[Referring expression data]

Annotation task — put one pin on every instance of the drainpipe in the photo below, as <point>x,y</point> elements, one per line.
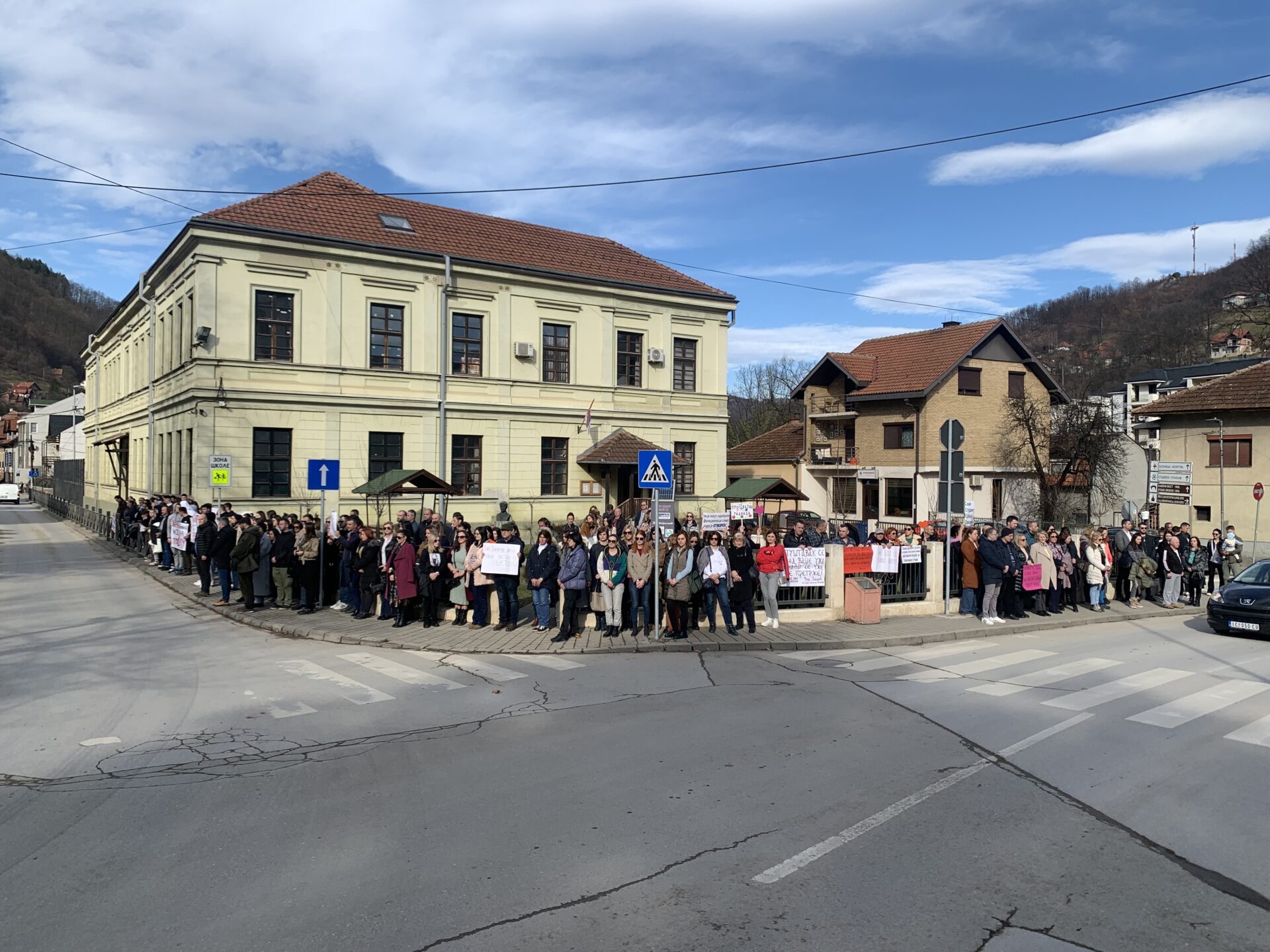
<point>150,390</point>
<point>441,407</point>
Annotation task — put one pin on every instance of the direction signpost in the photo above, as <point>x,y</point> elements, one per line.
<point>323,475</point>
<point>654,473</point>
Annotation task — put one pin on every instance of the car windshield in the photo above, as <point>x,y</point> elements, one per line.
<point>1256,574</point>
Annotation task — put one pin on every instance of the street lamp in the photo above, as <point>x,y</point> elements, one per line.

• THE TASK: Restate the records above verbatim. Pictures stay out.

• REPLY:
Annotation task — put one pin on every instance of the drainpipe in the photo below, as <point>x,y</point> elements, one per line.
<point>150,390</point>
<point>441,407</point>
Annotation task — put one pin on every instance of the direction signpost in the photo above, as <point>x,y</point> elements, one per line.
<point>323,475</point>
<point>654,473</point>
Annotation task — put one pin on every instance of the car windshield in the photo above, as <point>x,y</point> elements, one per line.
<point>1256,574</point>
Annotation task — put one pin on every instance of the street lamp in the photo above, as <point>x,y</point> elements, one per line.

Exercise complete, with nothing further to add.